### YOUR GOAL
Please copy the last part of the entries exactly: the line that has "Target: ball of dough" and every line up to and including the end, nothing more.

### MATERIAL SHOWN
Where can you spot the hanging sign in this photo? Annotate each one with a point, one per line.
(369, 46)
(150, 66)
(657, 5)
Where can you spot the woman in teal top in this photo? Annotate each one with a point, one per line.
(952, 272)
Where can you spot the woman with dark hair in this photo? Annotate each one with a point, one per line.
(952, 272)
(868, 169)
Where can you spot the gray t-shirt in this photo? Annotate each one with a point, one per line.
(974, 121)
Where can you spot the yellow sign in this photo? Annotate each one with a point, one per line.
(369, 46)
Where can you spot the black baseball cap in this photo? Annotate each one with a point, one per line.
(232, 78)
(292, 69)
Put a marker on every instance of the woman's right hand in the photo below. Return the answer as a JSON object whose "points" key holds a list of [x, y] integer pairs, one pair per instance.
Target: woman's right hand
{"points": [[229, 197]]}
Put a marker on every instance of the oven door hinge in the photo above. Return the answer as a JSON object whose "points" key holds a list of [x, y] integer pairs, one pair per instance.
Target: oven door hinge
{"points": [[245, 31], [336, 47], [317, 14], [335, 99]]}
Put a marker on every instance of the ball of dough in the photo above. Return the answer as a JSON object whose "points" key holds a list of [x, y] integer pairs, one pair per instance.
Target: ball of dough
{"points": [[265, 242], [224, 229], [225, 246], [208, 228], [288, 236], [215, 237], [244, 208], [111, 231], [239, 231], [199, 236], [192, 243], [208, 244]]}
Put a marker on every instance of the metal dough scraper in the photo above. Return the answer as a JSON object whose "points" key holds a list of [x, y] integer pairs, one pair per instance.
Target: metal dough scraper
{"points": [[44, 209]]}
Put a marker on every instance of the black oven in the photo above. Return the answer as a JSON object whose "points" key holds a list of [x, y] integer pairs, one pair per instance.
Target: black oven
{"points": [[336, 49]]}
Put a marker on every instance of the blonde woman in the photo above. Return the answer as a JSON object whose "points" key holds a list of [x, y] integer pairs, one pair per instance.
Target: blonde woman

### SOLVED PROBLEM
Target: ball of dough
{"points": [[265, 242], [224, 229], [225, 246], [208, 228], [288, 236], [215, 237], [244, 208], [111, 231], [239, 231], [199, 236], [192, 243], [208, 244]]}
Put a marker on every instance of the metal dough scraper in the photo above. Return the answer as a JSON object whose "points" key holds a list of [x, y] integer pairs, one pair per instance.
Target: metal dough scraper
{"points": [[44, 209]]}
Put a marker on every instance of the black oven in the photo above. Return the answer as a JSON object whose "points" key holds a list of [x, y] integer pairs, one pair per instance.
Target: black oven
{"points": [[336, 49]]}
Put a marker on every instance of the blonde woman in the photo above. Return the answer as a JSON object whose "points" key holds a list of [x, y] integer pairs, one pair per instance.
Target: blonde woman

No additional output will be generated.